**Description of the task**:
Resume the essay on libertarians and discrimination against unattractive people, continuing from the point where it stops.

=== Source passage ===

While the case for minimal government is very strong, that doesn’t mean that there are easy answers for every question. For instance, we know that markets will – over time – penalize people who discriminate. A merchant or employer who deliberately shuns women, blacks, or some other group of people is being economically irrational and is going to incur higher costs and lose out compared to competitors.
But that doesn’t mean discrimination won’t exist, and that’s a challenge for libertarians. For all intents and purposes, a belief in private property and an aversion to government intervention leads to the conclusion that racists, sexists, and other unpleasant people have the right to be jackasses.
But that offends us as moral people, which is why libertarians have been wrestling with this quandary for decades, trying to figure out how to be against discrimination without giving government powers that inevitably will be abused.
I was reminded about these issues while reading about discrimination against unattractive people. Simply stated, life is better if you were lucky enough to be born with good looks, and life is not so much fun if you got the genetic short straw. And the discrimination goes well beyond who you can date. Here are some key segments of the article in New York magazine.
… attractive people make more money than unattractive people. A lot more money, in fact: $230,000 over the course of a lifetime, which holds true even in professions where looks wouldn’t seem to matter. Hamermesh found that fetching professors, for example, earn 6 percent more than their average-looking peers, while unattractive quarterbacks earn 12 percent less than their hunkier counterparts. Men, in fact, suffer the greater repulsiveness penalty in general: Unattractive women earn 3 percent less than average-looking women, while unattractive men’s take-home is reduced a whopping 22 percent. …Knowing the extent to which people are economically penalized (or rewarded) for their looks raises the question: Should the ill-favored be protected? And if so, how? Hamermesh, in the Über-cautious fashion of an economist, predicts that the most unsightly people will eventually receive the same kinds of legal protection extended to Americans with disabilities. Putting such statutes in place would require agreeing on a universal scale of attractiveness, and then having eligible people step forward to claim their protections. The financial incentive is obvious; the social and psychological costs, murkier. Would you be willing to petition the U.S. government for official recognition of your ugliness? Would you do it for $230,000?

=== Material shown ===

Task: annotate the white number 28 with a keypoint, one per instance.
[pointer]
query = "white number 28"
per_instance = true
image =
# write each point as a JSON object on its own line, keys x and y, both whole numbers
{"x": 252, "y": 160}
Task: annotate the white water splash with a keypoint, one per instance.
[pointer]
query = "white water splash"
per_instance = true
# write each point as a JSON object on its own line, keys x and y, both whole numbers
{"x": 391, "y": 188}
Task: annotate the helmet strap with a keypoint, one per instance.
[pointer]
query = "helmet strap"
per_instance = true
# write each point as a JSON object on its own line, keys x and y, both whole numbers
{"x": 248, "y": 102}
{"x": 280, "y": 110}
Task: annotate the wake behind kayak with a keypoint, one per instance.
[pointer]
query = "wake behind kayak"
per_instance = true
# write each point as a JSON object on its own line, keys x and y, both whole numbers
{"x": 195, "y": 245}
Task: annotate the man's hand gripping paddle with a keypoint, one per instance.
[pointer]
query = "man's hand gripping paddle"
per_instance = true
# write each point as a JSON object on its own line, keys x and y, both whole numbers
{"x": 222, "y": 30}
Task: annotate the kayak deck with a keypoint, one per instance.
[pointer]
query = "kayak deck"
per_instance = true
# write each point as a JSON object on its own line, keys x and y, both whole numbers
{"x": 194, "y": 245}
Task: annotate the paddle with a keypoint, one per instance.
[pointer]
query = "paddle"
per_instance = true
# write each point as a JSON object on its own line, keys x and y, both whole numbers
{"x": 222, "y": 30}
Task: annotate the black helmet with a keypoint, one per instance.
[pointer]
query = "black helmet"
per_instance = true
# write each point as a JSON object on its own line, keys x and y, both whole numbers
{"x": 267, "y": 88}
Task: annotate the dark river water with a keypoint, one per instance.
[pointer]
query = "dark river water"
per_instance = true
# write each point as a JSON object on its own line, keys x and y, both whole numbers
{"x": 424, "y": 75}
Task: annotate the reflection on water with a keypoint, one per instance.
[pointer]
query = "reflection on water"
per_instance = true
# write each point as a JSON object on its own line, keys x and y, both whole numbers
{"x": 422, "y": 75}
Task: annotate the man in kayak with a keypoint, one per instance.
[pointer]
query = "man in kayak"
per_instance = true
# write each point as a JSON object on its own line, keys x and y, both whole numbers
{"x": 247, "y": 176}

===

**Answer for the task**:
I’m rather surprised, by the way, that ugly men suffer significantly harsher consequences than ugly women, but that’s just an aside. The real issue is whether this discrimination is real and whether it justifies government intervention.
I’ve actually written about this issue before, including a link to other research showing that tall people have an economic advantage over short people. So I don’t doubt that “lookism” exists. Heck, I try to engage in such discrimination in my personal life and I keep my fingers crossed that women won’t be similarly shallow.
But does that mean we should have some sort of government bureaucracy with the power to sue, fine, arrest, or otherwise harass based on whether people claim they didn’t get promotions because of their appearance?